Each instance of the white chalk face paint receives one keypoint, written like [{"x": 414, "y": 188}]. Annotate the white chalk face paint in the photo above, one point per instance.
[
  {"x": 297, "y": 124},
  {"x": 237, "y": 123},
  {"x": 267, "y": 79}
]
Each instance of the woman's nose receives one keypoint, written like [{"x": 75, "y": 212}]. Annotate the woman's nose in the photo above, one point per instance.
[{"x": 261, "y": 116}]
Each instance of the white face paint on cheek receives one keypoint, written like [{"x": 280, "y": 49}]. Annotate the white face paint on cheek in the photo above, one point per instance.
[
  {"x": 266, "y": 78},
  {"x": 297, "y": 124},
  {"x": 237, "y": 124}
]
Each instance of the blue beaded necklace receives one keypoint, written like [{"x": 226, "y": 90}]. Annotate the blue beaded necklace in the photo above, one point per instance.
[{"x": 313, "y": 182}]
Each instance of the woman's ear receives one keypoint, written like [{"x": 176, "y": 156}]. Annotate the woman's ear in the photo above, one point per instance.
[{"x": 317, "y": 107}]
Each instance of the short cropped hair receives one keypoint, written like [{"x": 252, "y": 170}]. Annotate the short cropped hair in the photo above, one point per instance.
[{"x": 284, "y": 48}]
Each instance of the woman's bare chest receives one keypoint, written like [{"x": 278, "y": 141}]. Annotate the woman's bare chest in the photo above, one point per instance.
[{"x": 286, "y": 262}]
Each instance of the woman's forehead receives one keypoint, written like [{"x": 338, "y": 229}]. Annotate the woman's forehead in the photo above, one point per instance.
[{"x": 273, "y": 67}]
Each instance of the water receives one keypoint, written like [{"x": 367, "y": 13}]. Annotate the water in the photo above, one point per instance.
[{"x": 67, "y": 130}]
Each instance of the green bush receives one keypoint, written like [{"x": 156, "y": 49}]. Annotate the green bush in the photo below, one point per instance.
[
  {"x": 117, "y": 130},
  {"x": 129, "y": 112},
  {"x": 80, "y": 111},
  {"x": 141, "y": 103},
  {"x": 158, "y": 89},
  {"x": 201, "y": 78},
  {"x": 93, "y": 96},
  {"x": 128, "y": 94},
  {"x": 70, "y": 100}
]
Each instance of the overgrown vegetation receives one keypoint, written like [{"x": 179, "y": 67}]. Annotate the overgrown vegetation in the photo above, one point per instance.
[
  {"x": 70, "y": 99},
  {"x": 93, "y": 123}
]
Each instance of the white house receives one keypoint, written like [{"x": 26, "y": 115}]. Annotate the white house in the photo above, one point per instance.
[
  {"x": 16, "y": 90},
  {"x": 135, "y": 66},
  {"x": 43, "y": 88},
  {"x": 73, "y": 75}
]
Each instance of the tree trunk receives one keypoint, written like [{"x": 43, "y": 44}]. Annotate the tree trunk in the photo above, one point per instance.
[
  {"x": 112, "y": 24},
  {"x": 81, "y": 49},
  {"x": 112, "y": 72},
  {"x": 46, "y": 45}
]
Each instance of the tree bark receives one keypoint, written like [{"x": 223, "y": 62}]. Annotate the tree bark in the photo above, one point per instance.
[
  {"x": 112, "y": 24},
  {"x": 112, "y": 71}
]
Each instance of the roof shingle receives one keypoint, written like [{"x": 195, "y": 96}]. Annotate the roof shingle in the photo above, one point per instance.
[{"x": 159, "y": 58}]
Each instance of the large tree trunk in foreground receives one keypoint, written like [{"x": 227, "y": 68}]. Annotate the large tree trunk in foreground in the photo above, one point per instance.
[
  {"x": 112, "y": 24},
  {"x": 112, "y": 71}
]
⁂
> [OBJECTIVE]: Word for word, quote all of the data above.

> [THE OUTPUT]:
Each instance of the white chalk face paint receives one keypoint, written like [{"x": 414, "y": 188}]. Annotate the white chalk face paint in the photo above, one point per instance.
[
  {"x": 297, "y": 124},
  {"x": 237, "y": 123},
  {"x": 267, "y": 79}
]
Each instance of the woman's nose receives one keypoint, written like [{"x": 75, "y": 212}]. Annotate the woman's nose in the photo above, one point per instance.
[{"x": 261, "y": 116}]
Each instance of the white face paint on cheek receives one keypoint, written like [{"x": 280, "y": 49}]. Annotate the white face paint on cheek in the photo above, one point per instance.
[
  {"x": 266, "y": 78},
  {"x": 297, "y": 124},
  {"x": 237, "y": 124}
]
Each instance of the blue beaded necklace receives one keypoint, written like [{"x": 226, "y": 90}]. Annotate the blue beaded necklace in the photo above, one point per instance.
[{"x": 313, "y": 182}]
Each instance of the woman's ear receives one keypoint, written like [{"x": 176, "y": 156}]. Annotate the woman's ear in the photo above, one point per instance.
[{"x": 317, "y": 107}]
Each instance of the short cropped hair receives one keypoint, written like [{"x": 252, "y": 170}]. Annotate the short cropped hair in the photo above, one point per instance.
[{"x": 284, "y": 48}]
Each instance of the woman's bare chest receives one keypoint, written like [{"x": 278, "y": 141}]. Annotate the woman's bare chest in the photo above, one point per instance.
[{"x": 286, "y": 262}]
Each instance of the woman's forehead receives one keypoint, written like [{"x": 338, "y": 229}]. Annotate the woman's forehead in the photo above, one point per instance.
[{"x": 273, "y": 67}]
Each instance of the water receives one keypoint, written like [{"x": 367, "y": 13}]. Annotate the water in the photo above, one point per instance.
[{"x": 67, "y": 130}]
Each instance of the green bush receives one keypoint, written like [{"x": 156, "y": 49}]. Annotate the green bush in the photo below, one point per instance.
[
  {"x": 117, "y": 130},
  {"x": 129, "y": 112},
  {"x": 80, "y": 111},
  {"x": 141, "y": 103},
  {"x": 158, "y": 89},
  {"x": 201, "y": 78},
  {"x": 93, "y": 96},
  {"x": 128, "y": 94},
  {"x": 70, "y": 100}
]
Each instance of the overgrown vegetation receives one keypoint, written like [{"x": 179, "y": 67}]. Annotate the overgrown vegetation in the photo above, one point per instance.
[
  {"x": 70, "y": 99},
  {"x": 93, "y": 123}
]
Each instance of the white house receives one keypoint, written like [{"x": 26, "y": 115}]. Annotate the white house in the photo above, one point per instance.
[
  {"x": 16, "y": 90},
  {"x": 135, "y": 66},
  {"x": 43, "y": 88},
  {"x": 73, "y": 75}
]
Each instance of the tree trunk receives one keypoint, written like [{"x": 43, "y": 44}]. Annotate the tree trunk in the photo above, one point per instance.
[
  {"x": 112, "y": 24},
  {"x": 81, "y": 49},
  {"x": 112, "y": 72},
  {"x": 46, "y": 45}
]
Each instance of the tree bark receives one keypoint, written like [{"x": 223, "y": 62}]. Annotate the tree bark in the photo above, one point per instance.
[
  {"x": 112, "y": 24},
  {"x": 112, "y": 71}
]
Each instance of the roof shingle receives one keypoint, written like [{"x": 195, "y": 96}]. Annotate the roof shingle in the photo above, one point per instance.
[{"x": 159, "y": 58}]
Each instance of the large tree trunk in foreground receives one keypoint, written like [{"x": 227, "y": 68}]. Annotate the large tree trunk in foreground in the photo above, one point per instance.
[
  {"x": 112, "y": 24},
  {"x": 112, "y": 71}
]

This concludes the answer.